══ Passage to read

For the communities project, during the spring 2009 semester four groups of students worked with a different city or town in Iowa. Students were required to find places large enough to engage serious urban issues, and they settled on Des Moines, Waterloo, Iowa City, and Newton. Teams were instructed to ask questions such as, “Where are the big problems?” and “Where is there motivation and interest in doing something about the problems?” Students were also encouraged to make contact with key people in government and organizations in the community.

Samantha Abkes and her teammates Chris Cummings and Jake Tisinger chose Waterloo because Abkes grew up near the city and had watched it change throughout the years.

“As we did our research on Waterloo we began to uncover some serious issues,” she says. “A large percentage of people in Waterloo were at or below the poverty line, and after contacting their local food bank and speaking with them we decided our project would focus on finding ways to use the city to grow and produce food for Waterloo’s less fortunate.”

Abkes says the team proposed transforming vacant spaces into aesthetically pleasing and productive elements.

“Instead of huge planters filled with flowers gracing the streets of Waterloo, you could plant different colored pepper plants and herbs,” she says. “Now you have both vegetables for people to enjoy and the aroma of fresh herbs.”

The group working with Newton proposed turning the former site of a Maytag factory into a green-industries education center. Working on a larger scale, the team also formulated proposals for neighboring towns to contribute to a new regional economy with some communities producing parts for wind turbines, others producing biofuels, etc.

Anderson says early in the project students were encouraged to think critically about the nature of community. “A community isn’t necessarily only defined by physical space, but that’s what we usually think about—spatial boundaries,” says Anderson. “Given the kinds of interactions you can have now, there’s potential for broader definitions.”

════

Task to carry out: Decide whether each statement agrees with the passage on the Iowa communities project, answering yes or no and quoting the words from the passage that settle it: (a) Four student groups each worked with a different Iowa city or town. (b) The Newton group proposed turning a former Maytag factory site into a green-industries education center. (c) The Waterloo team's project centered on filling city streets with flower planters.

══ Stored records

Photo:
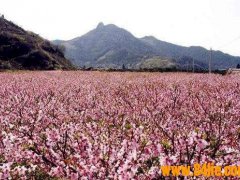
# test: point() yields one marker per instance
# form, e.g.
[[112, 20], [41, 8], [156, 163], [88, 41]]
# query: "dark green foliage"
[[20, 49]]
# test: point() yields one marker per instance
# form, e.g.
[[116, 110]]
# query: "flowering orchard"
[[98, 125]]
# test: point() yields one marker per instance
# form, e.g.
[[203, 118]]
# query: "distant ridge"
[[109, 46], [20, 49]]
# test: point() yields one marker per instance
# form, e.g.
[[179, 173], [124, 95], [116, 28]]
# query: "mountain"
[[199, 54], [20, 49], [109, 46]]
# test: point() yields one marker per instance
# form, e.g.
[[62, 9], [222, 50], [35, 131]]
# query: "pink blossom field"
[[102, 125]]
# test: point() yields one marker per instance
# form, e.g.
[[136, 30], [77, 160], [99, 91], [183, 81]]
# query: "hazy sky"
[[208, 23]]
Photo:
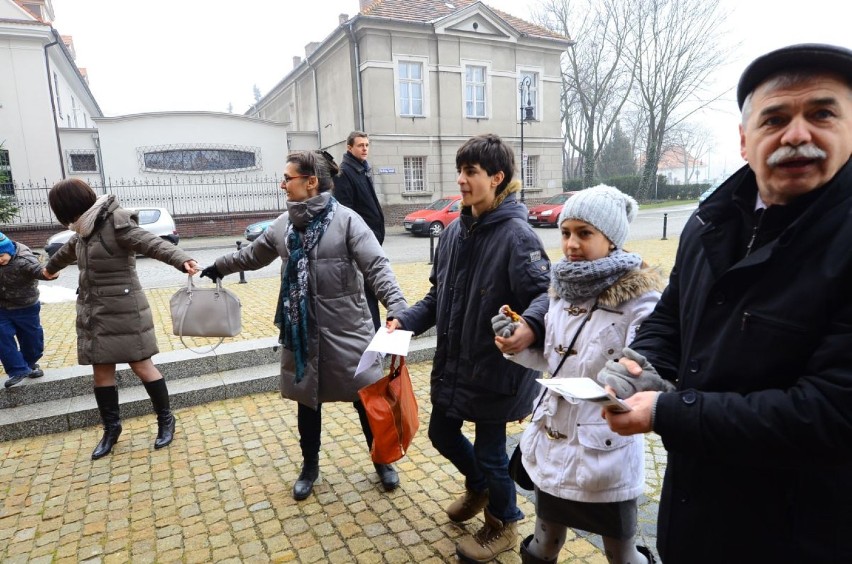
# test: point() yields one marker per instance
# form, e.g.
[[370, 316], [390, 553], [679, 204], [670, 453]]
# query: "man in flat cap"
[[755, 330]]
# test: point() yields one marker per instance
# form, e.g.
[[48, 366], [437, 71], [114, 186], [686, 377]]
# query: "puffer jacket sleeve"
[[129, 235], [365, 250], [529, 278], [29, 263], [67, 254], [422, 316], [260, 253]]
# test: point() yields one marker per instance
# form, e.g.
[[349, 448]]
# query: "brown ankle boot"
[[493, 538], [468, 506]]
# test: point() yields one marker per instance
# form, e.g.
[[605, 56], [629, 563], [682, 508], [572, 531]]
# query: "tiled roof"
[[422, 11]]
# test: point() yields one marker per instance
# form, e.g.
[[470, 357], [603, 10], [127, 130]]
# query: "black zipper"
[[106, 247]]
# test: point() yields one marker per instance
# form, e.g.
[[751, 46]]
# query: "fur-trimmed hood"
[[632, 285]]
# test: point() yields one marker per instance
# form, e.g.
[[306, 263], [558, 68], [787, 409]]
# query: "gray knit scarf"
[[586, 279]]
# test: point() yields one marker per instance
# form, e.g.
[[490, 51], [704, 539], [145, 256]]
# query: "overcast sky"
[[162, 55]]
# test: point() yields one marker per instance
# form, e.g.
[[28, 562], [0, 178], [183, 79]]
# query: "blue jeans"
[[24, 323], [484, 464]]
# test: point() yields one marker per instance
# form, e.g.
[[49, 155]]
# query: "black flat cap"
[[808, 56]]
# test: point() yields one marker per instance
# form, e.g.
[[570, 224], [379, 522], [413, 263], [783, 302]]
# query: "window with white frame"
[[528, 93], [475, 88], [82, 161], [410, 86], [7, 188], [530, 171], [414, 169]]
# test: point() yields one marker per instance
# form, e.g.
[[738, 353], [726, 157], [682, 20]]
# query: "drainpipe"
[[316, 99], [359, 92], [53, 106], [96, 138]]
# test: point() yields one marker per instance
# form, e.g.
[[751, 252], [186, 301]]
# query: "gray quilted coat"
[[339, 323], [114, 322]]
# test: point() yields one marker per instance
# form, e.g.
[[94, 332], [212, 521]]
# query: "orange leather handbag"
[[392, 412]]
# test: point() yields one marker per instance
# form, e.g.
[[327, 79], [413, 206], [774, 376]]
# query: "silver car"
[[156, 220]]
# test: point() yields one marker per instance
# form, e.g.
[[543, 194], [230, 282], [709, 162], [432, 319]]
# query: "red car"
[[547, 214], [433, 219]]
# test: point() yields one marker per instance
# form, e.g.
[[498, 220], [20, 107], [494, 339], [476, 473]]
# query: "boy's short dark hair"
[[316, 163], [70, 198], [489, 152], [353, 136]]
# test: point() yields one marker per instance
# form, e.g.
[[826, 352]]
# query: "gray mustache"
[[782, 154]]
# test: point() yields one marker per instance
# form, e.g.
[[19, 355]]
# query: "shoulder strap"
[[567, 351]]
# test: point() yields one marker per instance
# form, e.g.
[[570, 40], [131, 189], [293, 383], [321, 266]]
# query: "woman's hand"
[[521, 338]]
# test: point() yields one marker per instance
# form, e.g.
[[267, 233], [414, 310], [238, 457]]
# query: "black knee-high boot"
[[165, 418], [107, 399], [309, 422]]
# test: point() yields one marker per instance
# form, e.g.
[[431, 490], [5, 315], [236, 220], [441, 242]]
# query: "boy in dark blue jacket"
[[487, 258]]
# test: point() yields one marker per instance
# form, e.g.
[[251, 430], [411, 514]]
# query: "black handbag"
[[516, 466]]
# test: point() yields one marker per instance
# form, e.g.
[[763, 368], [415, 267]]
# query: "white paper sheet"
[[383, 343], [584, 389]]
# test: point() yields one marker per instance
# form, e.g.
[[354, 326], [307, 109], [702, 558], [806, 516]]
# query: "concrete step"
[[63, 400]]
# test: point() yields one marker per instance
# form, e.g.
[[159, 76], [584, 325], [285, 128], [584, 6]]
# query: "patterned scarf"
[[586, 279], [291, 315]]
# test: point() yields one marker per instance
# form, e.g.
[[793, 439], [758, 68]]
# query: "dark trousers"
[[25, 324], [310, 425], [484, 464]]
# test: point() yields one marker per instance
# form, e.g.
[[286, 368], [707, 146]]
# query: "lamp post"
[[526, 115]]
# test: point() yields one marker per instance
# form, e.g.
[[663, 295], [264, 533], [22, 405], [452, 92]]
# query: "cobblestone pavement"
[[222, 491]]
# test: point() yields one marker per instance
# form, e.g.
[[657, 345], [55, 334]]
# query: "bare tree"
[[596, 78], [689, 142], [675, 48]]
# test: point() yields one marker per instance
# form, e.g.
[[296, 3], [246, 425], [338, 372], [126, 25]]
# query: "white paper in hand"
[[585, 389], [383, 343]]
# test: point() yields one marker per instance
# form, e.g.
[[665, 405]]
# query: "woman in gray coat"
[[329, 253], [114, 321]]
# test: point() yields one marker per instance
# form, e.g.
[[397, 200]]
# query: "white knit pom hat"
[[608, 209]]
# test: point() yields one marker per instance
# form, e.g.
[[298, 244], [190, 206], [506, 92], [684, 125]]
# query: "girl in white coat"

════

Response to this exercise:
(a) Yes: "four groups of students worked with a different city or town in Iowa"
(b) Yes: "The group working with Newton proposed turning the former site of a Maytag factory into a green-industries education center"
(c) No: "our project would focus on finding ways to use the city to grow and produce food for Waterloo’s less fortunate"